Exercise requirements —
(1) Decide whether each statement agrees with the database systems course page. For each, answer yes or no and quote the words of the page that decide it. (a) Lectures meet on Mondays and Wednesdays. (b) Students in 6.5831 may do one more lab instead of the final project. (c) Prior experience with databases is required.
(2) Resume the database systems course page after its last sentence and write what comes next.

Selected text —
▼

6.5830/6.5831: Database Systems
Spring 2026

Overview

This course is designed to introduce graduate/undergraduate students to the foundations of database systems, focusing on basics such as the relational algebra and data model, query optimization, query processing, and transactions. This is not a course on database design or SQL programming (though we will discuss these issues briefly). No prior database experience is assumed though students who have taken an undergraduate course in databases are encouraged to attend.

Classes will consist of lectures and discussions based on readings from the database literature. For 6.5830, there will be a semester long project, as well as two quizzes and 6 assignments -- 3 Go based programming "Labs" and 3 problem sets. For 6.5831, quizzes and assignments are the same as 6.5830, except that students may opt to do one additional lab in place of the final project.

Enrollment may be limited.

The course web site is http://dsg.csail.mit.edu/6.5830/.

Lectures

Lectures are held twice a week, from 2:30 – 4:00 pm on Tuesdays and Thursdays in 35-225. Attendance at lectures is mandatory and you are expected to show up prepared to answer questions and participate in discussion.

Topics Covered

Topics related to the engineering and design of database systems, including: data models; database and schema design; schema normalization and integrity constraints; query processing; query optimization and cost estimation; transactions; recovery; concurrency control; isolation and consistency; distributed, parallel, and heterogeneous databases; adaptive databases; trigger systems; key-value stores; object-relational mappings; streaming databases; DB as a Service. Lecture and readings from original research papers. 6.5830 includes a semester-long project.

▲

Entries —
▼

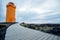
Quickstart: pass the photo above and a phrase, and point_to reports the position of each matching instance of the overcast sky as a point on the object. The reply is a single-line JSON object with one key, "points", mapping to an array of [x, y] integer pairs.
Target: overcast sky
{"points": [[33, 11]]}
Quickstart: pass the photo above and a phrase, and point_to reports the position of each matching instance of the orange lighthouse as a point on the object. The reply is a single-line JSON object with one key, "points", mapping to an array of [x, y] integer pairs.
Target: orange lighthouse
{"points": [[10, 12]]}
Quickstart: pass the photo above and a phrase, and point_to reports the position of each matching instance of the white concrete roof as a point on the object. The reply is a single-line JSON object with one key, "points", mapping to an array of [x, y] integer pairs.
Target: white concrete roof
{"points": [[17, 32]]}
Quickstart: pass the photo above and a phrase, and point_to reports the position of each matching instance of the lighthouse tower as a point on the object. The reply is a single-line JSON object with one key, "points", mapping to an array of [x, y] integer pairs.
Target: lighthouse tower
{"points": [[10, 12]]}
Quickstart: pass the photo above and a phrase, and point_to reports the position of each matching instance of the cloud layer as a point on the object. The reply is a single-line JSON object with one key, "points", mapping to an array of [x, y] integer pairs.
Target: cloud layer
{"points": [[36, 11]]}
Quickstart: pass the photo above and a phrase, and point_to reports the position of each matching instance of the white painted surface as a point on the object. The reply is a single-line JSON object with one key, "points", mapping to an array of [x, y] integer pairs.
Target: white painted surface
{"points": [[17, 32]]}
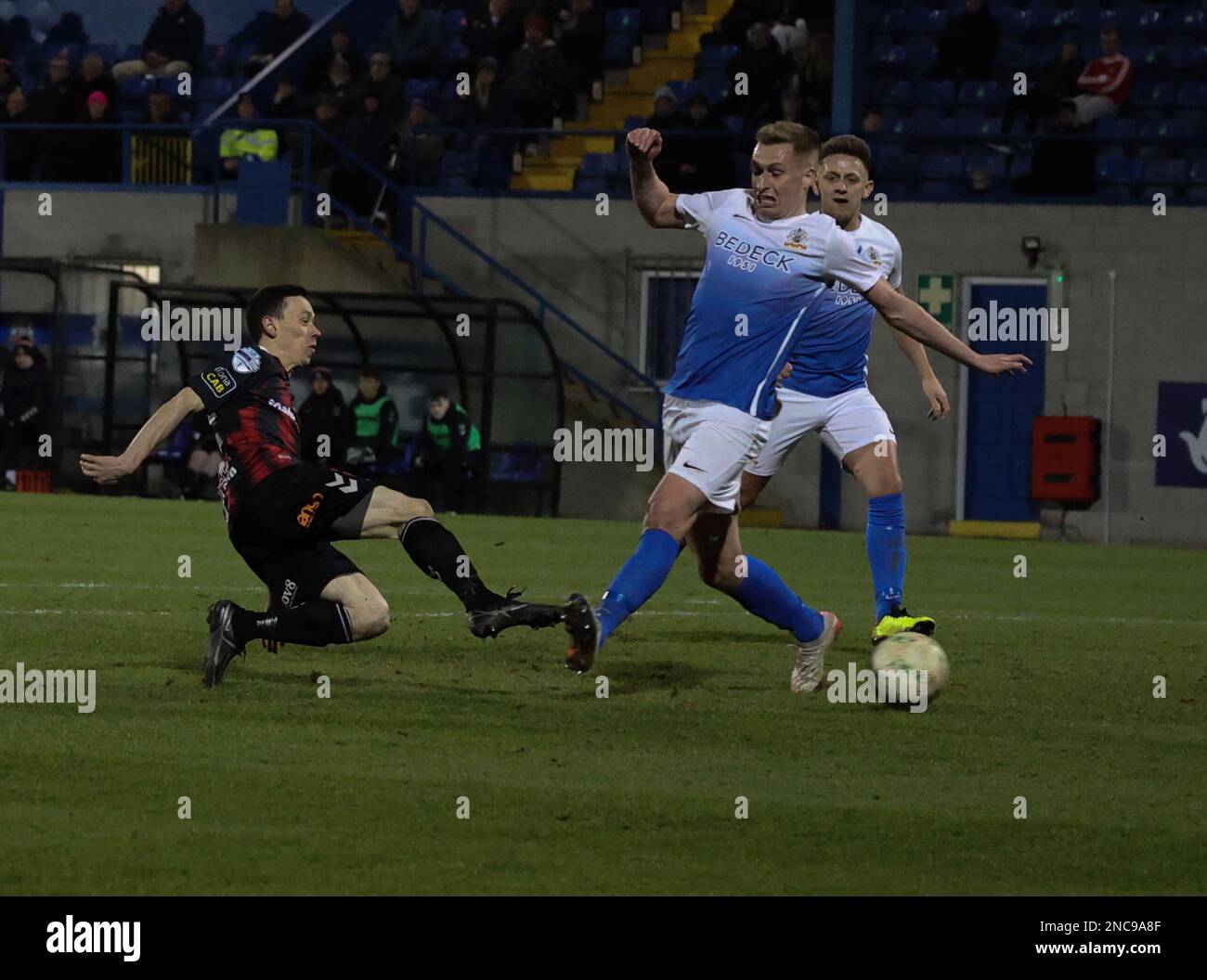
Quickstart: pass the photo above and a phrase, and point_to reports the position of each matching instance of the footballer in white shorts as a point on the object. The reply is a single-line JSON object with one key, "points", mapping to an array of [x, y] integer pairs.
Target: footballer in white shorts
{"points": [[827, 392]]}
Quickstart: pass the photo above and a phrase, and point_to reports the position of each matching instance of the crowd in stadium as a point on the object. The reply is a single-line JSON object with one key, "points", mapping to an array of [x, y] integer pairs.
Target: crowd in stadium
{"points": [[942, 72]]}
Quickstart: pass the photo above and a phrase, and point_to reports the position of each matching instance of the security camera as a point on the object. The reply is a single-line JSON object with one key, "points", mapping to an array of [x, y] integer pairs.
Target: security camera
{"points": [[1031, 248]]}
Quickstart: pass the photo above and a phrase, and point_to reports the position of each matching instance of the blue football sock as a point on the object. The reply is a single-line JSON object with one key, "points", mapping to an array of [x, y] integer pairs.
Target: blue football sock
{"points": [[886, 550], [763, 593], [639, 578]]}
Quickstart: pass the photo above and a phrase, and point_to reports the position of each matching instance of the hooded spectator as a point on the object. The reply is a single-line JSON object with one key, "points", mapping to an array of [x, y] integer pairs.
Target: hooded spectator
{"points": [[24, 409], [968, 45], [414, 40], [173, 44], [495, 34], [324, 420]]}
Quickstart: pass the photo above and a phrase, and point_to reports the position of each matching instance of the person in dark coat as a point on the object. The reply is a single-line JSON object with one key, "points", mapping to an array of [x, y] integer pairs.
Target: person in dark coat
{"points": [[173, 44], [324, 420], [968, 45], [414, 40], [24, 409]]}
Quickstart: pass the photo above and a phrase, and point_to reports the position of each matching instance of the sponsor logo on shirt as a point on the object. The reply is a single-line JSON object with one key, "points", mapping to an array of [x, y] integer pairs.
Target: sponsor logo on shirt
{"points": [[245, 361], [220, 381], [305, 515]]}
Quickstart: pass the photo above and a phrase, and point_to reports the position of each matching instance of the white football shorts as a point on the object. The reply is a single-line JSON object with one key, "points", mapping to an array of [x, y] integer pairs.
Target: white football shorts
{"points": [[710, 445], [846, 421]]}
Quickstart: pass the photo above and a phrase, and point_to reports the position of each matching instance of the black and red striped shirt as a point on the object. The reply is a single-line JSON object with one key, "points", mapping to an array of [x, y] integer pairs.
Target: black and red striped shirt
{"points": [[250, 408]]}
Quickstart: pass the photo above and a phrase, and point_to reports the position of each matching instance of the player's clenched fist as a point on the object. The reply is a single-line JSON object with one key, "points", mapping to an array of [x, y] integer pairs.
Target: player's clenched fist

▲

The results —
(1)
(a) No: "from 2:30 – 4:00 pm on Tuesdays and Thursdays in 35-225"
(b) Yes: "students may opt to do one additional lab in place of the final project"
(c) No: "No prior database experience is assumed"

(2)
Prerequisites

To do well in this class, students are expected to have taken 6.1210 (6.006, Introduction to Algorithms) or equivalent. They should also be familiar with computer systems (e.g., topics covered in 6.1800 (6.033, Computer Systems Engineering)) and feel comfortable debugging, implementing, and designing software at scale. If you do not have experience in these subjects and would like to take the course, please email the instructor. Prior database experience is not required. We will be using the Go programming language (https://go.dev); most students in the class will not have used it before. We have restructured the labs versus previous years to include an intial go tutorial. Please refer to the FAQ for more details.

Units

3-0-9. 6.5830 is a Grad-H class. It counts as an engineering concentration (EC) subject in Systems. For Area II Ph.D. students in EECS, it satisfies the Systems TQE requirement.

6.5831 is a undergraduate class designed to satisfy the AUS requirement in the EECS curriculum. For Spring 2026 (and possibly in future semesters) you may petition to have it satisfy the systems header requirement in lieu of 6.1800 (6.033) -- see here.

Grading

Grades are assigned based on labs, homeworks, 2 quizzes, final project (for 6.5830), and class participation. The grading breakdown is as follows:

Grading is handled differently for the two versions of the class:

6.5830

  • Assignment (Problem Sets and Labs): 35% total
    • PSET 1: 3.33%
    • PSET 2: 5%
    • PSET 3: 5%
    • Lab 1: 6.67%
    • Lab 2: 6.67%
    • Lab 3: 8.33%
  • Quizzes: 15% each
  • Course Project: 30%
  • Class Participation: 5%

6.5831

  • Assignments (Problem Sets and Labs): 65% total
    • PSET 1: 5%
    • PSET 2: 7.5%
    • PSET 3: 7.5%
    • Lab 1: 10%
    • Lab 2: 10%
    • Lab 3: 12.5%
    • Lab 4: 12.5%
  • Quizzes: 15% each
  • Class Participation: 5%

Each student is allowed 5 "late days", each of which may be used to turn in one problem set or lab one day (24 hour period) later than it is due without penalty. After all five late days are used, 10% of the corresponding assignment grade will be subtracted for each day an assignment is late. Each assignment may be late for a maximum of 5 days before resulting in a penalty of 100%.

Late days may not be used for the course project report and video, lab 4, or quizzes. If you have special circumstances and need to take quizzes or present your course project at alternate times, please let us know in advance.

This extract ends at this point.